Passage provided:
● ● ● ●
Should Menopause Be a Choice?
Now, researchers are exploring how to delay it. One approach involves freezing ovarian tissue from young patients and reimplanting it decades later—a method already used for some cancer patients. Another involves low-dose rapamycin, a drug shown to extend fertility in mice. A trial is underway with 50 women between 35 and 45, tracking their hormone levels, sleep, memory, and mood.
The goal isn’t to extend fertility indefinitely (pregnant at 70? Yikes!). It’s to preserve ovarian function longer in order to support overall health—helping reduce the risk of age-related issues like heart disease, osteoporosis, and cognitive decline.
Of course, not everyone’s on board. Some doctors warn that prolonged estrogen exposure could increase cancer risk. Others raise ethical questions around invasive procedures on otherwise healthy people. And some simply argue: why are we so desperate to outrun aging?
There’s also the fact that menopause can be freeing. No more periods. No pregnancy scares. “It’s liberating,” writer and activist Ashton Applewhite, told Vox. “No more mood swings, no more worries about getting pregnant.”
The real issue might not be menopause itself—it’s the lack of choice. For decades, women have been told to endure it, minimize it, ignore it. But what if the future includes more options, more support, and a lot fewer side effects? That’s the conversation science is finally starting to have.
● ● ● ●
Data section:
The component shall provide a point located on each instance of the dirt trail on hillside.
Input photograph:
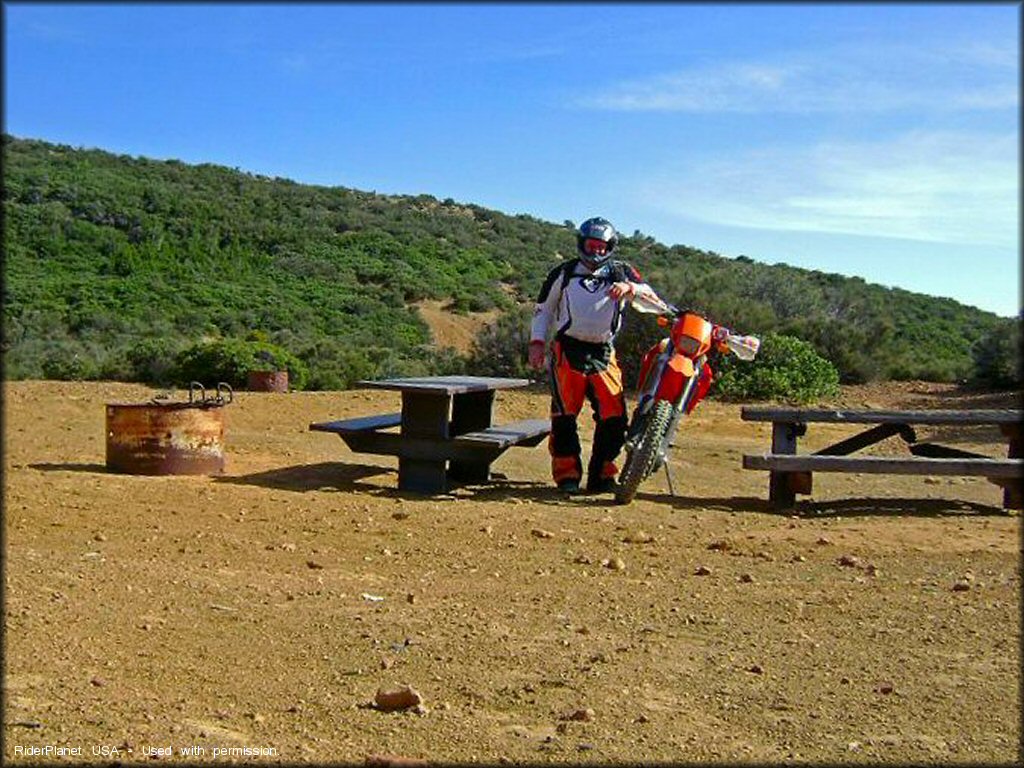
● ● ● ●
What the task asks: Please copy out the part of the menopause passage that opens with the words containing "Now, researchers are" and closes with "memory, and mood.", renaming "rapamycin" to "sirolimus" throughout.

Answer for the task:
Now, researchers are exploring how to delay it. One approach involves freezing ovarian tissue from young patients and reimplanting it decades later—a method already used for some cancer patients. Another involves low-dose sirolimus, a drug shown to extend fertility in mice. A trial is underway with 50 women between 35 and 45, tracking their hormone levels, sleep, memory, and mood.